BEGIN Input material

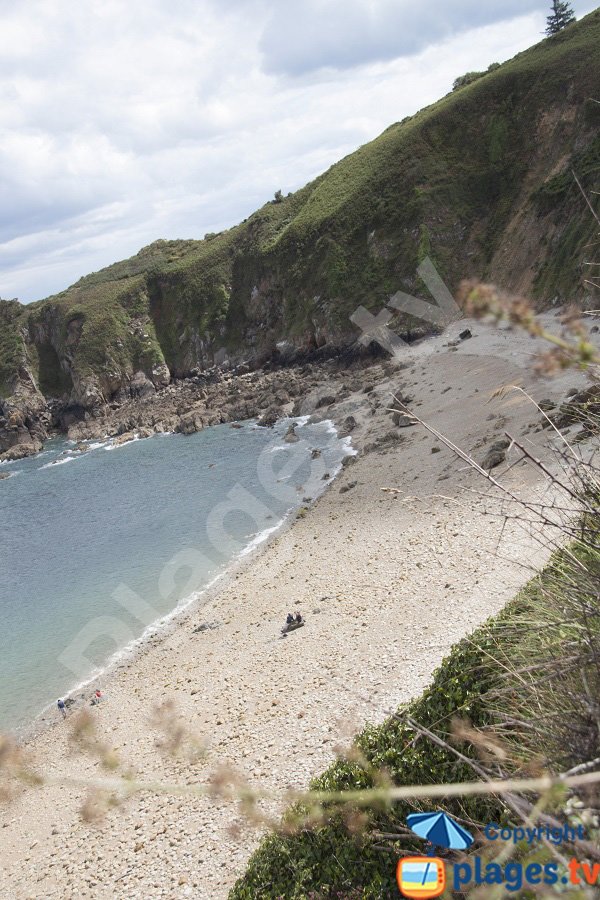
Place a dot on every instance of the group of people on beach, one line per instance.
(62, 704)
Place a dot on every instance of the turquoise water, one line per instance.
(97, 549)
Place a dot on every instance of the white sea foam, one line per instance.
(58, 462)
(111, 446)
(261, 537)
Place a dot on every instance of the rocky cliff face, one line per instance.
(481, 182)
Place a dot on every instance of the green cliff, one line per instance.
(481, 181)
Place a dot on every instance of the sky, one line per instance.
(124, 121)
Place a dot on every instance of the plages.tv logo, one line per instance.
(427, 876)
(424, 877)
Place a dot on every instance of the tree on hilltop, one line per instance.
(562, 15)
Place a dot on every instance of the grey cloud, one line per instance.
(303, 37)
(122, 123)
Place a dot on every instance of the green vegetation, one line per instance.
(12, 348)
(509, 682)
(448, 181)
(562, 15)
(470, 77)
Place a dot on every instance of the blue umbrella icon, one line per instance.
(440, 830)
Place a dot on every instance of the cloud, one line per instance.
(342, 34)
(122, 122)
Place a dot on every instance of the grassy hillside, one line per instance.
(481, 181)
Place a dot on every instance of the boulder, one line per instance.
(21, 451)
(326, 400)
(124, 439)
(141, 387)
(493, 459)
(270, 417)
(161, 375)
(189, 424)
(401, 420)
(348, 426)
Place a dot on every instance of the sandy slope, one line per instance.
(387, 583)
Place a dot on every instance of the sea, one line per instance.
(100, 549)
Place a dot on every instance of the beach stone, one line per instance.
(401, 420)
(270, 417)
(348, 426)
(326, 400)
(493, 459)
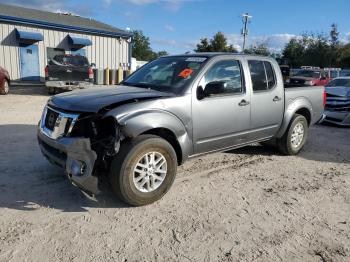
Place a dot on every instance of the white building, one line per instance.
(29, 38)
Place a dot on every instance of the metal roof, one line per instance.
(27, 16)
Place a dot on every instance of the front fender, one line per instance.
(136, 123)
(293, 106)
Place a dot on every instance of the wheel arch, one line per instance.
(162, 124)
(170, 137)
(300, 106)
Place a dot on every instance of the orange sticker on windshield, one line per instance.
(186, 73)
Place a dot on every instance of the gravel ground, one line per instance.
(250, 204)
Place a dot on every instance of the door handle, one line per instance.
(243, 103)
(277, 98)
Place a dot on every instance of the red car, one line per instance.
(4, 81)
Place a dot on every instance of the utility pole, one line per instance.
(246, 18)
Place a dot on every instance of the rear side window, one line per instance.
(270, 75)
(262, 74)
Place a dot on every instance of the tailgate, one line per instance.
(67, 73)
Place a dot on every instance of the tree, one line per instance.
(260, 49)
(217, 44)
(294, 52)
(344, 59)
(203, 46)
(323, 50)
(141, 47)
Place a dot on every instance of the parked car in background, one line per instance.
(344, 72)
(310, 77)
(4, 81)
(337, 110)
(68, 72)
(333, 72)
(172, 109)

END Input material

Your answer must consist only of the lines from the one with "Place a dot on every instance of the metal" through the final line of the entries, each retyped exactly.

# Finished exercise
Place a dot on every instance of the metal roof, one line per instance.
(27, 16)
Place a dot on every instance of the front fender, one line per instance.
(136, 123)
(293, 106)
Place a dot on every instance of the wheel arch, one line per instance.
(162, 124)
(170, 137)
(300, 106)
Place a dot on every instance of the orange sticker on windshield, one line per instance.
(186, 73)
Place a dot on every instance of the gravel ground, one line per instance.
(250, 204)
Place a dot on every instance of the door handle, one line per instance.
(243, 103)
(277, 98)
Place a dot on every instance of the red car, one line per instance.
(4, 81)
Place a dot on every instance of the utility pole, one line per instance.
(246, 18)
Place a dot on every instance of the rear side window, one line per instance.
(270, 75)
(262, 74)
Place a dot on every instance of the tailgate, one line per instance.
(67, 73)
Place a dot on every instance of the tree, one line per instance.
(260, 49)
(217, 44)
(294, 52)
(344, 59)
(203, 46)
(323, 50)
(141, 47)
Place a dot on every instance of the parked car in background, one line per instance.
(344, 72)
(310, 77)
(4, 81)
(337, 110)
(68, 72)
(333, 72)
(172, 109)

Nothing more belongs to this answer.